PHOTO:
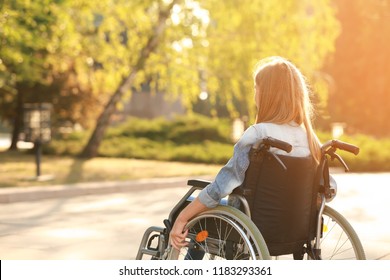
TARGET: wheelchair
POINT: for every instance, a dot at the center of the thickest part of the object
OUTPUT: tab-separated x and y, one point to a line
280	211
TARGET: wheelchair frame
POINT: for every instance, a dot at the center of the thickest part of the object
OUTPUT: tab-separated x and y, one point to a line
245	240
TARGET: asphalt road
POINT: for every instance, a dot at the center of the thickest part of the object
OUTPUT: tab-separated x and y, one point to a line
110	226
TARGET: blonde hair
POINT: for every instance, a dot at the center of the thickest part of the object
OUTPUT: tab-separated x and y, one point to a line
282	96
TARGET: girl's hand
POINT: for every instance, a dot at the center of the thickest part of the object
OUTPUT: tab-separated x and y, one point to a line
178	234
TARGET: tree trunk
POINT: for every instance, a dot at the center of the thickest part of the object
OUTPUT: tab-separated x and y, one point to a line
17	121
91	149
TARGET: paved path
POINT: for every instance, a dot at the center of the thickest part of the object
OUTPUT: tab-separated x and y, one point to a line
110	225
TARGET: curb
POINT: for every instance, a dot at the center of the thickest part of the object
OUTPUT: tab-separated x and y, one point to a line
11	195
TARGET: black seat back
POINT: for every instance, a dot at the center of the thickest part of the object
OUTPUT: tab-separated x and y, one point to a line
282	202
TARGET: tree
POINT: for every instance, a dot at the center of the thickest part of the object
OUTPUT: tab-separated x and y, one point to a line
127	81
361	66
242	32
40	61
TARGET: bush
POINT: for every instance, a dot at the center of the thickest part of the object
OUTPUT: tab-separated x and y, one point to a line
201	139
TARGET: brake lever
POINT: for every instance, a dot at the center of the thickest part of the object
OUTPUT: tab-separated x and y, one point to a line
340	159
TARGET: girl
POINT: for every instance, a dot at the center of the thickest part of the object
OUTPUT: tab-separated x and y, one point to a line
283	112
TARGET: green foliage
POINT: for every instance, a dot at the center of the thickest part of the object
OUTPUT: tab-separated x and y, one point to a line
202	140
360	68
187	139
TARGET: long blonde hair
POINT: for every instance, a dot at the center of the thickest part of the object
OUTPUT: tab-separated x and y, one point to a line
282	96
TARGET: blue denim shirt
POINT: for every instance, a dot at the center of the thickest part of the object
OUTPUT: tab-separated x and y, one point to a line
233	173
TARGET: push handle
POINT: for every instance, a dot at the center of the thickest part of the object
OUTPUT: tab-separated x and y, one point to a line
345	146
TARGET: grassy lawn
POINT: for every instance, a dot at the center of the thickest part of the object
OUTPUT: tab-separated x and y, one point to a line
19	169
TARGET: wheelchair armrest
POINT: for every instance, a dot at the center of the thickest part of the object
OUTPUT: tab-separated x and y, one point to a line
198	183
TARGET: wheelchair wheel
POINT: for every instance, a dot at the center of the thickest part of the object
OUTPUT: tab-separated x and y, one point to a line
339	240
222	233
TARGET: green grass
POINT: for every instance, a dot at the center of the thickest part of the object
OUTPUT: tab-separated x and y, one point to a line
186	146
18	169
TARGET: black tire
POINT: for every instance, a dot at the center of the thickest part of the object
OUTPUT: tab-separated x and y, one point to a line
339	240
222	233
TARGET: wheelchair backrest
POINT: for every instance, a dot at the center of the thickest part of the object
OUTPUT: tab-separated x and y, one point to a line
282	201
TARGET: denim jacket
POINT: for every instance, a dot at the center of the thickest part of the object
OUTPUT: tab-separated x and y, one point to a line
233	173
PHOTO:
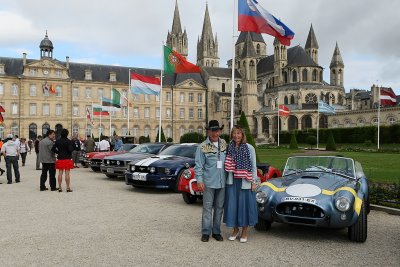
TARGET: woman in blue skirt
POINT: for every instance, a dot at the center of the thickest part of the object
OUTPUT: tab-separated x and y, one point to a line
240	208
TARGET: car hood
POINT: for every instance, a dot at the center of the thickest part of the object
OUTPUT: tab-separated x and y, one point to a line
129	156
322	180
165	161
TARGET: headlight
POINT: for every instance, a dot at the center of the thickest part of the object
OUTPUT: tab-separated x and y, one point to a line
342	204
187	174
261	197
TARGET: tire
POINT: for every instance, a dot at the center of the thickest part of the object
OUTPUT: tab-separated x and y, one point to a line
189	198
262	225
358	231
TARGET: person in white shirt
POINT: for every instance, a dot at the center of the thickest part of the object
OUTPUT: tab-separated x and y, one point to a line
104	145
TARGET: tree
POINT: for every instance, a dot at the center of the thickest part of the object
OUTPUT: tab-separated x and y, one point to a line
192	138
330	143
162	136
245	126
293	141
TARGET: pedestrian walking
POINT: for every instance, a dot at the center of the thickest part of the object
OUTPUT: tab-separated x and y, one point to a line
240	209
76	153
48	160
23	148
36	145
64	147
10	150
210	175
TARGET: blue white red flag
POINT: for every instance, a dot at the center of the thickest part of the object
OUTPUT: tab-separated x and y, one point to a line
254	18
145	85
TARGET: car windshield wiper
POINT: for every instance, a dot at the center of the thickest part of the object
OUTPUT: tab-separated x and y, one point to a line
292	171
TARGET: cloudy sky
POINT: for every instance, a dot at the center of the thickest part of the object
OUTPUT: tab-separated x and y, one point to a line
131	32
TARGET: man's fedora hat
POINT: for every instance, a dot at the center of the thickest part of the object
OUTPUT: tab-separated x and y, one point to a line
213	125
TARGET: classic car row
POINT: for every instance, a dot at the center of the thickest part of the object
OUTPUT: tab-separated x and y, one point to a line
317	191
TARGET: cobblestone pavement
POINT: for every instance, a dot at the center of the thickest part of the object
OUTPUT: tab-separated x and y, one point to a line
107	223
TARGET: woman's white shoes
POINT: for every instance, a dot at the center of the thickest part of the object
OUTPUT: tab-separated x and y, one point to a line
243	240
233	237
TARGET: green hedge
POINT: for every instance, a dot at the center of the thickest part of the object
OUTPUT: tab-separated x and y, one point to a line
357	135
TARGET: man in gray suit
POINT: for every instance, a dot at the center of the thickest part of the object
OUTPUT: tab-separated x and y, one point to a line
48	160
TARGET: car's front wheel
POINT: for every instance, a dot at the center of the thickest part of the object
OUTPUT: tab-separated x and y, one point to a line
189	198
262	225
358	231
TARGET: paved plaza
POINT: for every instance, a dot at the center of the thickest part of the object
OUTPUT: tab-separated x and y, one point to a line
107	223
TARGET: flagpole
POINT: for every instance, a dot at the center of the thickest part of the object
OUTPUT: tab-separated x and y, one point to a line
379	113
127	97
233	67
318	125
160	95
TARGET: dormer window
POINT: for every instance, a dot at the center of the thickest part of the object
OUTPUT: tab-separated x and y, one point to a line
88	75
113	77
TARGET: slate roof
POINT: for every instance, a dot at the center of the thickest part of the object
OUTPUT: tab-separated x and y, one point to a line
101	73
221	72
296	56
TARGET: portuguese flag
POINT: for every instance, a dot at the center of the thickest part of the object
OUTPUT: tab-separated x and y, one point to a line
176	63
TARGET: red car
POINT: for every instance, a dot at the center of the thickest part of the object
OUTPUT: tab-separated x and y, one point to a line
190	192
95	159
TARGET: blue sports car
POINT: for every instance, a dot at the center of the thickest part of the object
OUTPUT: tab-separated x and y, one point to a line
162	170
320	191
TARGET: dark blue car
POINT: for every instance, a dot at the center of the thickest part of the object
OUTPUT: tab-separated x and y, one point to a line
163	170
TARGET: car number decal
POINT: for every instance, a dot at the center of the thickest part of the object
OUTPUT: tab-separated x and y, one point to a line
139	176
301	199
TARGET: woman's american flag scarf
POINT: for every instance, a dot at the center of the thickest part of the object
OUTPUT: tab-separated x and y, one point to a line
238	161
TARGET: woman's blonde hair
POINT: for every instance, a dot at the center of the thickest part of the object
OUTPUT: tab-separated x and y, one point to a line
240	129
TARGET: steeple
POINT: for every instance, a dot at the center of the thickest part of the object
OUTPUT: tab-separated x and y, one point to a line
176	39
337	68
207	46
312	45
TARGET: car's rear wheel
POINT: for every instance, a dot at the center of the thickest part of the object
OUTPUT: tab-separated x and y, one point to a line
262	225
358	231
189	198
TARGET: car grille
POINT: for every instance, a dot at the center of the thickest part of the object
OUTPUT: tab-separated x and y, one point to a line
300	210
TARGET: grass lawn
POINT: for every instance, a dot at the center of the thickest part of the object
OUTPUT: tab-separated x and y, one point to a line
378	167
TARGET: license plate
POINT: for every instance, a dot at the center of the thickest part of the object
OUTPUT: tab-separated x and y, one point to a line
139	176
301	199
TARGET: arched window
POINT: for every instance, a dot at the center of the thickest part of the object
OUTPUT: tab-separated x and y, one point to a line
32	131
285	100
304	75
294	76
314	75
45	128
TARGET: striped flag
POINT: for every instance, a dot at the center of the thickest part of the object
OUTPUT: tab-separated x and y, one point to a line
284	111
325	108
145	85
387	97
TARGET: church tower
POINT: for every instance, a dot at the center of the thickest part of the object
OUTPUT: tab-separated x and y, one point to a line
176	39
207	46
312	45
280	61
248	70
337	67
46	48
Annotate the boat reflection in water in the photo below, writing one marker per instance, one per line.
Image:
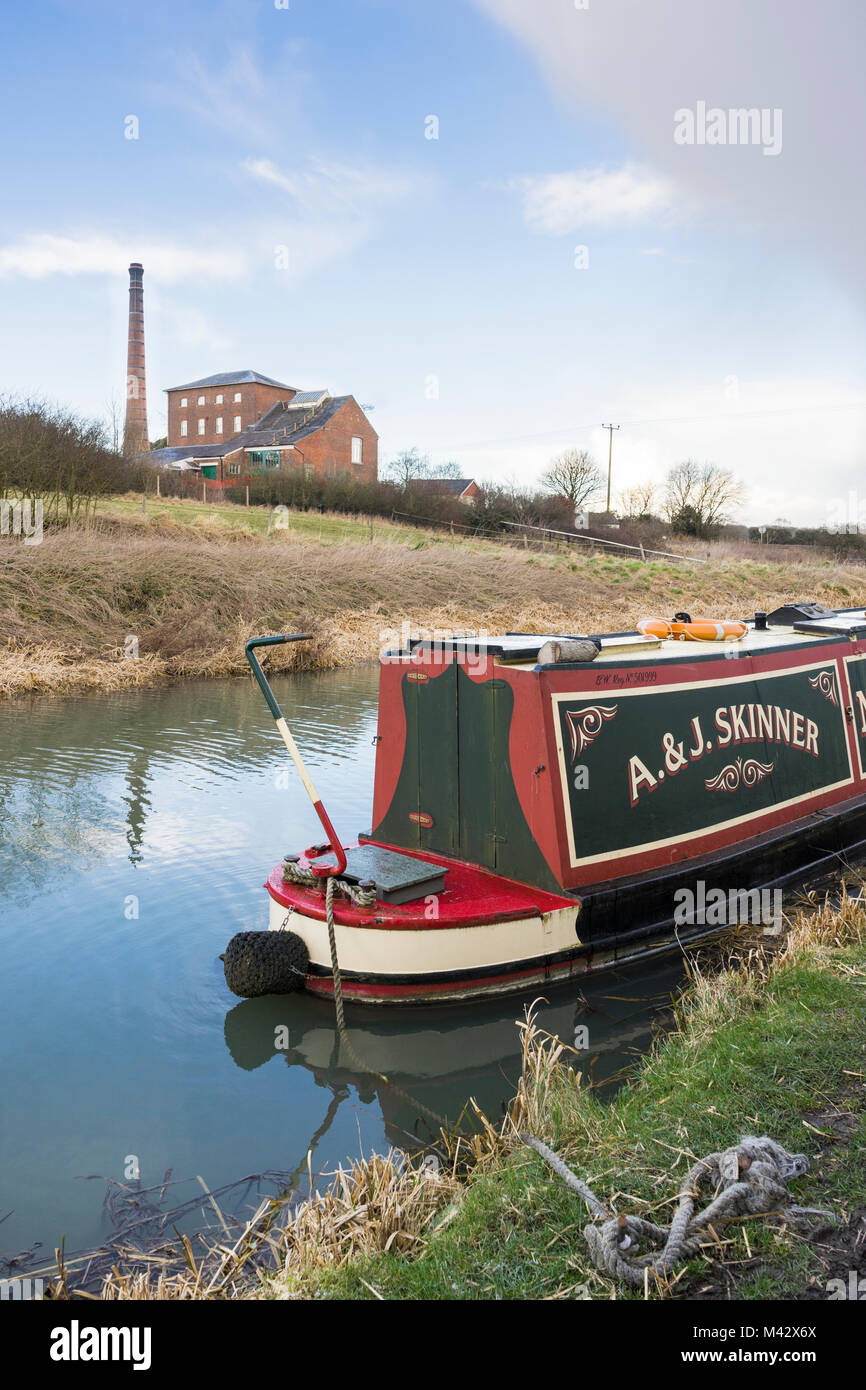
(442, 1055)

---*---

* Exercise directions: Wherever "shirt" turns up in the records, copy the whole line.

* Solution for this task:
TARGET: blue denim shirt
TARGET: person in white shirt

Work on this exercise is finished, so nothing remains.